No es la primera vez, desde luego, que pasa una cosa
así. La peste, sobre todo la denominada “negra”, se ha abatido sobre Europa en
numerosas ocasiones, y en Sevilla queda algún grabado, creo que en el hospital
del Pozo Santo, que recoge el transporte de cuerpos de apestados desde el de las
Cinco Llagas (actual sede del Parlamento de Andalucía). Jean Carpentier y
François Lebrun en su Breve Historia de Europa, nos ofrecen, un relato
ciertamente impactante del origen de la de 1348: "Asediados en una ciudad
de Crimea, los genoveses habrían sido víctimas de una verdadera guerra
bacteriológica, dado que sus adversarios tártaros habrían lanzado cadáveres
apestados por encima de las murallas de la ciudad. Los navíos italianos traen
luego el mal hacia el oeste: a Constantinopla donde se difunde a las islas del
mar Egeo, a Grecia, desde donde se distribuye por los Balcanes; a Sicilia,
Venecia, Génova y Marsella desde donde la epidemia invade ya, a finales de
1347, al conjunto del continente, que asolará en un período de cuatro o cinco
años".

» **Entradas proporcionadas**
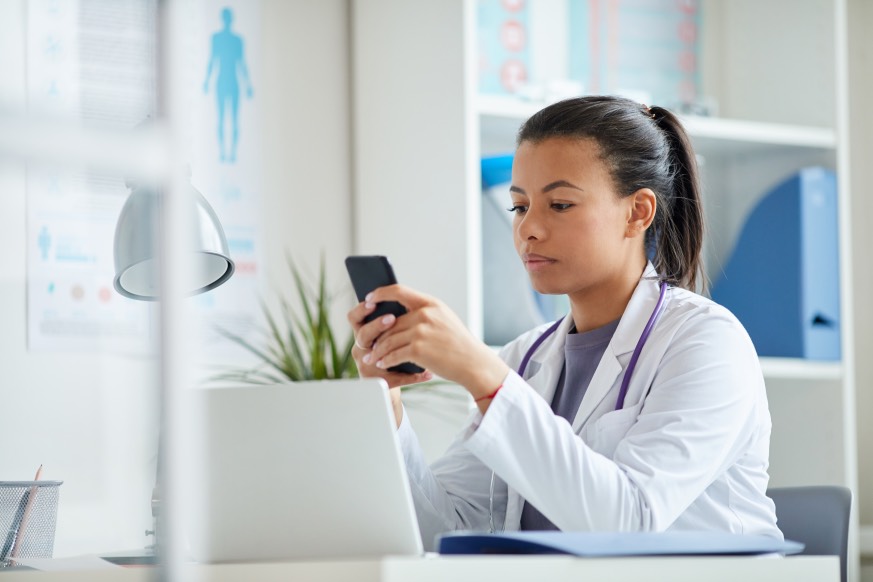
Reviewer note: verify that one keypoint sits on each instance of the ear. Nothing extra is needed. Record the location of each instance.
(641, 211)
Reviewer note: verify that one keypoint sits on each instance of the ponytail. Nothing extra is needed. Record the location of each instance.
(679, 233)
(643, 148)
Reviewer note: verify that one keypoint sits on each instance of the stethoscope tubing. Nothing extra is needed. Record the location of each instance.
(625, 381)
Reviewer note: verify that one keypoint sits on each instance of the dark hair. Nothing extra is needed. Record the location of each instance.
(643, 148)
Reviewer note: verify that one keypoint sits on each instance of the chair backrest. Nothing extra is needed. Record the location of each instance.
(817, 516)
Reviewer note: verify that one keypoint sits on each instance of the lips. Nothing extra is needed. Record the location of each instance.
(535, 262)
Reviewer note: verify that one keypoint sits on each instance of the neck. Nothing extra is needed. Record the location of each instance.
(595, 307)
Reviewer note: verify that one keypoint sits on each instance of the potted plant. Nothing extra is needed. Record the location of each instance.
(299, 346)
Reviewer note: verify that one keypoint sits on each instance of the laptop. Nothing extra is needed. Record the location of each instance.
(303, 471)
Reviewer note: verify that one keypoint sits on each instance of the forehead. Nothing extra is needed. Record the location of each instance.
(560, 158)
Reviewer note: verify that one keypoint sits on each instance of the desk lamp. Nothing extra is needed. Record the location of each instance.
(137, 267)
(136, 246)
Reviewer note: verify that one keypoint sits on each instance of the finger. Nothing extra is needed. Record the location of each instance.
(394, 350)
(394, 379)
(357, 314)
(367, 334)
(406, 296)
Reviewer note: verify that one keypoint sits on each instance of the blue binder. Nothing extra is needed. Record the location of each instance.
(596, 544)
(783, 279)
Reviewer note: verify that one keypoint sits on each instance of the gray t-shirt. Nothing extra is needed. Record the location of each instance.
(582, 353)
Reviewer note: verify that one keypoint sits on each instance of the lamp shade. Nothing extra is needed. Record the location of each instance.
(137, 269)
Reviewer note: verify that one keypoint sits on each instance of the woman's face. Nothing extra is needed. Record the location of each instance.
(571, 229)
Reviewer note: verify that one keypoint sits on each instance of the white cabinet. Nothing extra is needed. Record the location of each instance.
(778, 71)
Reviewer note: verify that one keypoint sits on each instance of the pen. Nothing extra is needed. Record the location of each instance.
(16, 532)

» **Pruébalo**
Según el texto sobre la peste, ¿qué lanzaron los tártaros por encima de las murallas de la ciudad de Crimea?

» **Resultado del ejercicio**
Lanzaron cadáveres apestados.